▸ Task requirements
Copy out the entries below exactly as they stand, but only from the line containing "Target: road sign on pole" through the line containing "For every instance of the van front".

▸ Extracted information
────────────────────
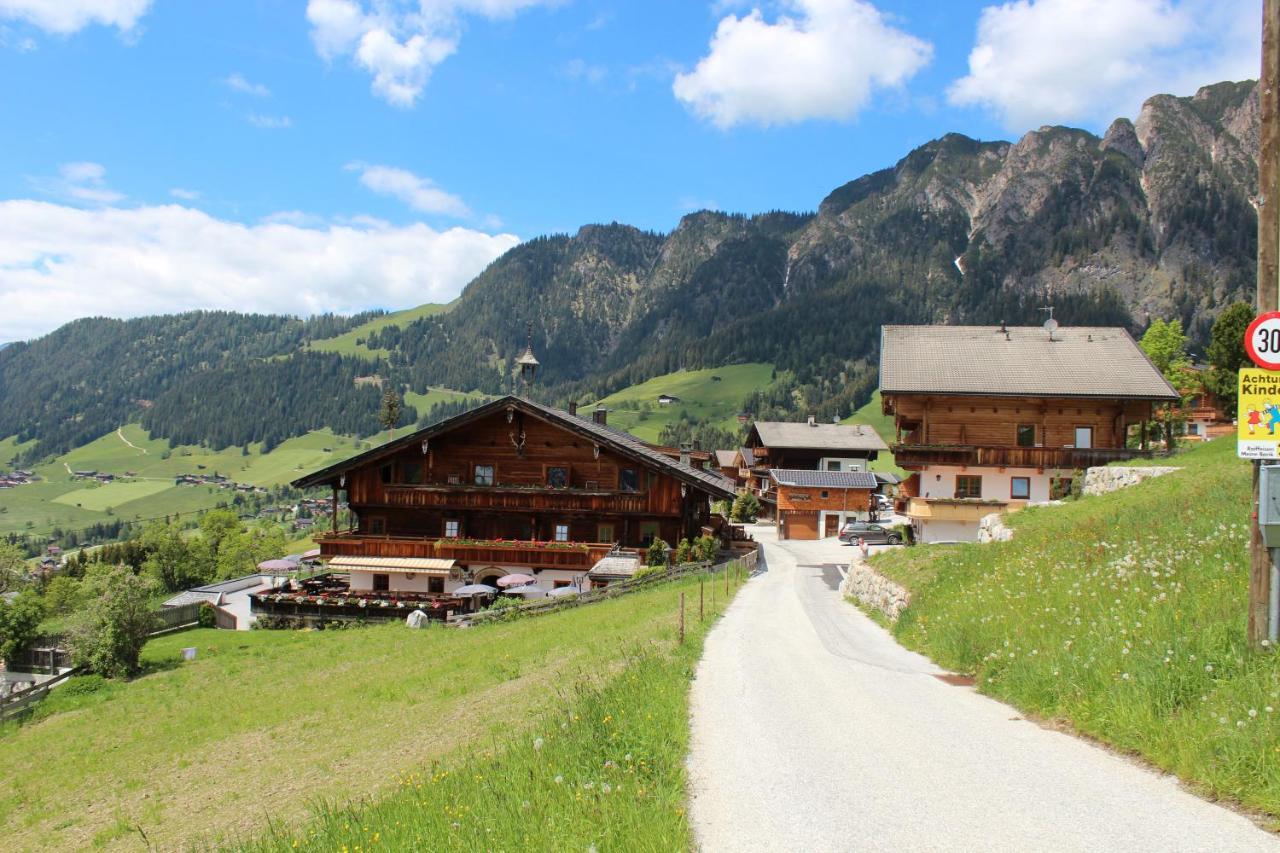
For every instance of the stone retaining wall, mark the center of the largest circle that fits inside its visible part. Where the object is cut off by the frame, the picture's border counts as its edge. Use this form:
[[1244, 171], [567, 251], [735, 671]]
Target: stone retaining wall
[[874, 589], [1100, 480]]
────────────────────
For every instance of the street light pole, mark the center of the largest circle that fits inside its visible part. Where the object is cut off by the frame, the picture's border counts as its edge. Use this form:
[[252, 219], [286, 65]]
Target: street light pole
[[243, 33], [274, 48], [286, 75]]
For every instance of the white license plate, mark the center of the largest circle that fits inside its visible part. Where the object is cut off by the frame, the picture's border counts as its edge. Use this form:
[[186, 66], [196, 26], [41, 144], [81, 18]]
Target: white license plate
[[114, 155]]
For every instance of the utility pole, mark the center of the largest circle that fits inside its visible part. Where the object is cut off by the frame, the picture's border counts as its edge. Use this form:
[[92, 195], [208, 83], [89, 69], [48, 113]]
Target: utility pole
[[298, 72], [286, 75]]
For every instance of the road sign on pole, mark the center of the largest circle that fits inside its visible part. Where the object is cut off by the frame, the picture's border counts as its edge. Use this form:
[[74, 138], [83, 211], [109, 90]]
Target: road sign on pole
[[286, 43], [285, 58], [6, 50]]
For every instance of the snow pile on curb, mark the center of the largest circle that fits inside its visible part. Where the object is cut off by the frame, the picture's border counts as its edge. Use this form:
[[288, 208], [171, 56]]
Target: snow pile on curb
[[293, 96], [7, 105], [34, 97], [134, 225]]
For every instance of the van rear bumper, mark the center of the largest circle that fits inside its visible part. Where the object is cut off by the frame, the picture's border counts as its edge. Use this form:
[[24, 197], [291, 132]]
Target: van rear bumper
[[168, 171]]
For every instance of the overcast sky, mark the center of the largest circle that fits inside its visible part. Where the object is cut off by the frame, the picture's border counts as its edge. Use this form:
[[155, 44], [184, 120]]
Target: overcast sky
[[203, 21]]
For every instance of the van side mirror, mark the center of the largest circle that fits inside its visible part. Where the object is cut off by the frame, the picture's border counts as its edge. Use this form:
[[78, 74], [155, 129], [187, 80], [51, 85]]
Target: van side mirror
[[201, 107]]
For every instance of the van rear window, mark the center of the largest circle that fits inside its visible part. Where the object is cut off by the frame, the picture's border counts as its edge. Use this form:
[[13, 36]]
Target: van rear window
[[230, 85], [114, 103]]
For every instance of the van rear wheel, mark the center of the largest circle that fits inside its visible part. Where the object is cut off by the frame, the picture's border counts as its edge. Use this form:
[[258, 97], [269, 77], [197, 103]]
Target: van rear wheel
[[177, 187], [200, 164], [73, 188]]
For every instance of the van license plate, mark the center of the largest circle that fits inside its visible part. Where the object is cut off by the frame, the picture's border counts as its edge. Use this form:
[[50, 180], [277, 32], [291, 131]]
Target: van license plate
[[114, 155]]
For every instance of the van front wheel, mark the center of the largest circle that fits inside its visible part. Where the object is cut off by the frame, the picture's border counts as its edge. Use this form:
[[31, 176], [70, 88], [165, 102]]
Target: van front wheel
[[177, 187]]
────────────────────
▸ Answer to this exercise
Target: road sign on pole
[[286, 43], [285, 58], [6, 50]]
For every instance of the snow pile on curb, mark the center of the largest circle that fits inside its visible part. Where the object is cut off by the frame, the picture's border counts as its edge. Use this form:
[[288, 208], [171, 56]]
Target: snow pile on curb
[[293, 96], [7, 105], [34, 97], [134, 225]]
For every instance of the van rear bumper, mark the center of the largest circle that fits inside its visible part. Where the object is cut off by the frame, the picture's border counts as its edge. Use this form:
[[24, 197], [291, 132]]
Target: van rear bumper
[[168, 171]]
For every instance of the overcast sky, mark the center of the largest circle that fits inside its visible part. Where the object is cut off by the frame, the picture's border counts as its edge. Use this form:
[[155, 44], [184, 120]]
Target: overcast sky
[[203, 21]]
For every instance of the van side mirror, mark the center of the largest circle that fits inside its visible part. Where the object is cut off by the frame, the picture's border counts as its edge. Use this form:
[[78, 74], [155, 129], [187, 80], [51, 85]]
Target: van side mirror
[[201, 107]]
For every instance of the van rear window, mark the center of the largest circle that fits inside its visible part. Where the object is cut off by the frame, the picture's border counts as its edge. Use this form:
[[13, 36]]
Target: van rear window
[[230, 85], [114, 103]]
For every instance of the van rear wheel, mark the center of the largest circle that fits inside its visible part. Where the object is cut off by the frame, the picture's border counts as its edge. Use this form:
[[258, 97], [269, 77], [197, 103]]
Target: van rear wheel
[[177, 187], [200, 164], [73, 188]]
For every instance of the van license plate, mark the center of the largest circle that fits inside its visible part. Where the object is cut off by the frame, the picture's border counts as its edge. Use this form:
[[50, 180], [277, 32], [291, 131]]
Target: van license plate
[[114, 155]]
For every instance of the van front wheel, mark the center of the largest circle that fits inside its visible part. Where the object is cut off by the frame, the picture's border counts as its edge. Use this form:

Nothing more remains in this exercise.